(Ziel):
Kopiere die folgenden Zeilen unverändert, und zwar von der Zeile mit „Reviewer note: verify that every instance of the steaming“ bis einschließlich der Zeile mit „column 21, row 14“. Lass die Bilder in deiner Antwort weg.

**** Übungsdaten ****

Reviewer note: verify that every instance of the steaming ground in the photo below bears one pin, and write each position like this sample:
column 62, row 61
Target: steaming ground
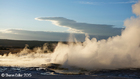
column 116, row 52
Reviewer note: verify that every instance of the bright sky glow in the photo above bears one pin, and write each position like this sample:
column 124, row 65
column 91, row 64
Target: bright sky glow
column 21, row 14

****
**** Übungsdaten ****

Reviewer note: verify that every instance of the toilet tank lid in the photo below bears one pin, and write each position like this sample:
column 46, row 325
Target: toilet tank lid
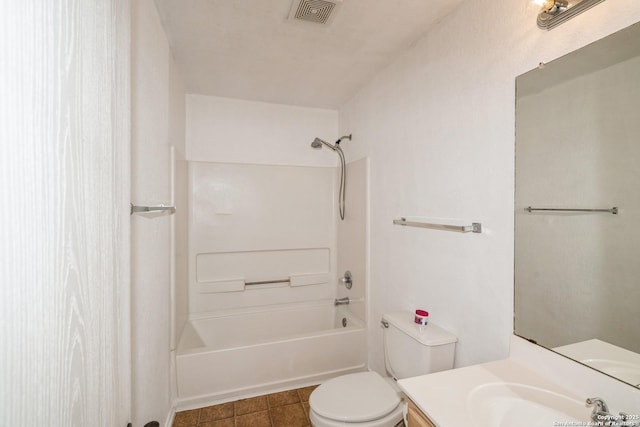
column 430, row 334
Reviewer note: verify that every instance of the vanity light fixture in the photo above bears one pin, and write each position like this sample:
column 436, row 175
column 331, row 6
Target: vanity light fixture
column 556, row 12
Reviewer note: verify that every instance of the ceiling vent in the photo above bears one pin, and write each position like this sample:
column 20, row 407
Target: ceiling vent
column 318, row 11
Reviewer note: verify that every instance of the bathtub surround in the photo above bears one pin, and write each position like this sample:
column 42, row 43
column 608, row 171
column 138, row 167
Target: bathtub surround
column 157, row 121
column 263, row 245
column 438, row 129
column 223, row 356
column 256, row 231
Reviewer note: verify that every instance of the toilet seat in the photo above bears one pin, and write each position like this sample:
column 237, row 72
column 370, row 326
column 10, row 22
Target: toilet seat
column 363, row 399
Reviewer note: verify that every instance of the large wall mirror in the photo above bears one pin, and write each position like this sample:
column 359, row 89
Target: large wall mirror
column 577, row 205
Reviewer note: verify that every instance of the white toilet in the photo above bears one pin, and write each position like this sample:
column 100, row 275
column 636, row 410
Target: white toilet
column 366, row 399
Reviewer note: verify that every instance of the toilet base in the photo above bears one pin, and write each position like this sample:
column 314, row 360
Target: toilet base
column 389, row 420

****
**** Übungsdaten ****

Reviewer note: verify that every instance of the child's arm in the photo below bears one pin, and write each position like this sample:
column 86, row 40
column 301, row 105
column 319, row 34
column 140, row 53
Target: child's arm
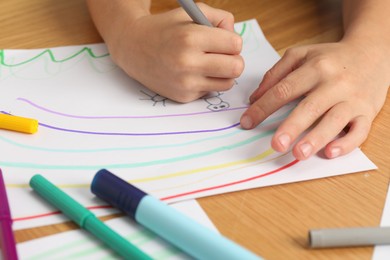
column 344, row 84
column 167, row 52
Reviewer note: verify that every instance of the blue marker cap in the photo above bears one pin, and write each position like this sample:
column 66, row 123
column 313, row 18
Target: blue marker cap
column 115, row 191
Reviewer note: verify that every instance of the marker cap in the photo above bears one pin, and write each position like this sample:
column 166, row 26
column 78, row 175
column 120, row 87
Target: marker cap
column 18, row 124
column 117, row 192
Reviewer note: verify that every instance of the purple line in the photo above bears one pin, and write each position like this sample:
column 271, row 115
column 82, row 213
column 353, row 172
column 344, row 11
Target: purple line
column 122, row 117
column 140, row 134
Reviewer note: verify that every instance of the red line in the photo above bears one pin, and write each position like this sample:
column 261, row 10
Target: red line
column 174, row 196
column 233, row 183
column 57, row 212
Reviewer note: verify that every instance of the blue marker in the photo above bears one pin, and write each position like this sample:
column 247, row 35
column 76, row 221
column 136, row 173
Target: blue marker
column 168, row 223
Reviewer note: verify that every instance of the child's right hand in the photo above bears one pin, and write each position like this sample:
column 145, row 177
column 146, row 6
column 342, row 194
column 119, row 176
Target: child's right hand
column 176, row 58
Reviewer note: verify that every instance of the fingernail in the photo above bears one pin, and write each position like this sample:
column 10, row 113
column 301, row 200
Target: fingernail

****

(Erledigte Aufgabe):
Reviewer note: verify that every instance of the steaming ground in the photo below bears one pin, and write each position like this sample:
column 62, row 61
Target: steaming ground
column 116, row 52
Reviewer note: verify that every instance of the bright sky glow in the photo above bears one pin, and write each position like this sample:
column 124, row 65
column 91, row 64
Target: bright sky glow
column 21, row 14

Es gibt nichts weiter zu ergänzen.